Written exercise
Make an exact copy of all the data.

(Stored records)
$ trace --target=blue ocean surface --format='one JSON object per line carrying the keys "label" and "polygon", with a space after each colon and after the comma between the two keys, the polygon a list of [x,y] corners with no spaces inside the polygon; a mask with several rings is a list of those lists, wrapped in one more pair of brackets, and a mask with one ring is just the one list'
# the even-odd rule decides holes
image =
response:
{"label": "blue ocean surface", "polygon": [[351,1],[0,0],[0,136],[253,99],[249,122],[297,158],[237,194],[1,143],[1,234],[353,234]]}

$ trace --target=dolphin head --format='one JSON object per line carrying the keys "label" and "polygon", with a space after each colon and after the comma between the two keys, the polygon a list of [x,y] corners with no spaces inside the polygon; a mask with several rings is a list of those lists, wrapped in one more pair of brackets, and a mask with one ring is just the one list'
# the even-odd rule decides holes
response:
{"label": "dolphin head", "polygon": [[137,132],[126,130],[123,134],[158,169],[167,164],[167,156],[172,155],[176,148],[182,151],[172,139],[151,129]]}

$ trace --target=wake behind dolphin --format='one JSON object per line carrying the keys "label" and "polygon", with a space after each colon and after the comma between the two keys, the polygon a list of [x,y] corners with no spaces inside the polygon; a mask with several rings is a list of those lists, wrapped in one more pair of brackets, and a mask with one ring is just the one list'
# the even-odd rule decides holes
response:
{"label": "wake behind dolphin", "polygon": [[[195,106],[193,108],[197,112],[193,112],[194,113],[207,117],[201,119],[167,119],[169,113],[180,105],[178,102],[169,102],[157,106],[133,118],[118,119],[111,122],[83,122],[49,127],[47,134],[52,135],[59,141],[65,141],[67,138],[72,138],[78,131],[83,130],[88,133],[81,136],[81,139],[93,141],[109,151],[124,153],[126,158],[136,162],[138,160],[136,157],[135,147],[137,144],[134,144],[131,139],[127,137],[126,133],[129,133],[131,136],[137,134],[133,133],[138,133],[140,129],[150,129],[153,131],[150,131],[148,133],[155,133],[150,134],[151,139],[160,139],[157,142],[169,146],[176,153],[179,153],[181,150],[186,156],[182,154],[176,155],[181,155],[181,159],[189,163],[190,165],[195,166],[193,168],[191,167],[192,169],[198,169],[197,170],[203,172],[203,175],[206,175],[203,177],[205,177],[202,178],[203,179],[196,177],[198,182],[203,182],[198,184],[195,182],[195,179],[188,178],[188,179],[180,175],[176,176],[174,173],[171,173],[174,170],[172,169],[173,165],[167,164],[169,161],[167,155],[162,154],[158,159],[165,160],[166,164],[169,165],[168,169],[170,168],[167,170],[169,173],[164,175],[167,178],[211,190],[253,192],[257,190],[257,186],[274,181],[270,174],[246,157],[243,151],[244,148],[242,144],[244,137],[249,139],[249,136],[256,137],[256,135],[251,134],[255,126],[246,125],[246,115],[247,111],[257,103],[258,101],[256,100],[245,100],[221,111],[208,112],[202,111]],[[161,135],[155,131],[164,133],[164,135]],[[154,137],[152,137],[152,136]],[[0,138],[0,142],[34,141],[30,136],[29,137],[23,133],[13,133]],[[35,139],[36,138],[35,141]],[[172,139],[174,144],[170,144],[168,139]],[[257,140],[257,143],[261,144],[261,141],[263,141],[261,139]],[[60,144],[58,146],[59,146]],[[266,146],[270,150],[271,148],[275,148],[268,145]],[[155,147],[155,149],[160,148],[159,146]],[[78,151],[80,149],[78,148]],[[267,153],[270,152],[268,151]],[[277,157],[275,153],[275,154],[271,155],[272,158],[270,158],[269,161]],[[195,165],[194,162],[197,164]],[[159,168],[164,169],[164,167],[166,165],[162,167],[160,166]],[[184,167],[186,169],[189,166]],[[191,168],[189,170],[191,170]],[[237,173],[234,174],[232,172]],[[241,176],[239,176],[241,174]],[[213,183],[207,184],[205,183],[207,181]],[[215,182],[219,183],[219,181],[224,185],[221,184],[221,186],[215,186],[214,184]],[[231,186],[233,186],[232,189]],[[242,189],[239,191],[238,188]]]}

Task result
$ trace --target=blue ocean surface --format='one JSON object per line carrying the keys "label" and "polygon", with a space after each colon and after the comma between the two keys, the polygon a list of [x,y] corners with no spaces inside the polygon; a mask with several rings is a list of those lists, wrapped in one more pair of brackets, and a mask with one ring is just the one list'
# the even-odd rule decides holes
image =
response:
{"label": "blue ocean surface", "polygon": [[351,1],[0,0],[0,136],[253,99],[249,122],[297,158],[237,194],[1,143],[1,234],[353,234]]}

$ trace --target=dolphin head --format='one JSON object per line carrying the keys "label" and "polygon", with a space after each colon and after the comma between the two keys, the polygon a list of [x,y] corners with no spaces inside the polygon; a mask with several rings is a list of those lists, wrapped in one more pair of brackets, and a mask with one ring is just the one list'
# the even-odd rule decides holes
response:
{"label": "dolphin head", "polygon": [[137,132],[126,130],[123,134],[158,169],[167,164],[167,156],[172,155],[176,148],[182,151],[172,139],[151,129]]}

$ trace --target=wake behind dolphin --format='one JSON object per line carrying the keys "label" and "polygon", with a space after each colon and after the comma between the two keys, the polygon a list of [x,y] corners with no spaces inside the polygon; a mask with several rings is a list of those lists, wrapped in one more pair of brackets, and a mask with one ring is just the one list'
# the even-odd rule decides holes
response:
{"label": "wake behind dolphin", "polygon": [[[195,106],[193,108],[197,112],[193,112],[194,113],[207,117],[201,119],[167,119],[169,113],[180,105],[178,102],[169,102],[157,106],[133,118],[118,119],[111,122],[83,122],[49,127],[47,134],[52,135],[59,141],[65,141],[67,138],[72,138],[78,131],[83,130],[88,133],[81,136],[81,139],[93,141],[109,151],[124,153],[126,158],[136,162],[138,160],[136,157],[135,147],[137,144],[134,144],[131,139],[127,137],[126,133],[129,133],[131,136],[137,134],[133,133],[138,133],[140,129],[150,129],[153,131],[150,131],[148,133],[155,133],[150,134],[151,139],[160,139],[157,142],[169,146],[176,153],[179,153],[181,150],[186,156],[182,154],[176,155],[181,155],[181,159],[189,163],[190,165],[195,166],[193,168],[191,167],[192,169],[198,169],[197,170],[203,172],[203,175],[206,175],[203,177],[205,177],[202,178],[203,179],[196,177],[198,182],[203,182],[198,184],[195,182],[195,179],[188,178],[188,179],[180,175],[176,176],[174,173],[171,173],[174,170],[172,169],[173,165],[167,164],[169,161],[167,155],[162,154],[158,159],[165,160],[166,164],[169,165],[168,169],[170,168],[167,170],[169,173],[164,175],[167,178],[211,190],[253,192],[257,190],[257,186],[274,181],[270,174],[246,157],[243,151],[244,148],[242,144],[244,137],[249,139],[249,136],[256,137],[256,135],[251,134],[255,126],[246,125],[246,115],[247,111],[257,103],[258,101],[256,100],[245,100],[221,111],[208,112],[202,111]],[[161,135],[155,131],[164,133],[164,135]],[[154,137],[152,137],[152,136]],[[0,138],[0,142],[34,141],[30,136],[29,137],[23,133],[13,133]],[[35,139],[36,138],[35,141]],[[172,139],[174,144],[170,144],[168,139]],[[257,140],[257,143],[261,144],[261,141],[263,141],[261,139]],[[60,144],[58,146],[59,146]],[[266,146],[270,150],[271,148],[275,148],[268,145]],[[155,147],[155,149],[160,148],[159,146]],[[78,151],[80,149],[78,148]],[[267,153],[270,152],[268,151]],[[277,157],[275,153],[275,154],[271,155],[272,158],[270,158],[269,161]],[[195,165],[194,162],[197,164]],[[159,168],[164,169],[164,167],[166,165],[162,167],[160,166]],[[184,167],[186,169],[189,166]],[[191,168],[189,170],[191,170]],[[237,173],[234,174],[232,172]],[[241,176],[239,176],[241,174]],[[213,183],[207,184],[205,183],[207,181]],[[215,182],[219,183],[219,181],[224,185],[221,184],[221,186],[215,186],[214,184]],[[231,186],[233,186],[232,189]],[[242,189],[239,191],[238,188]]]}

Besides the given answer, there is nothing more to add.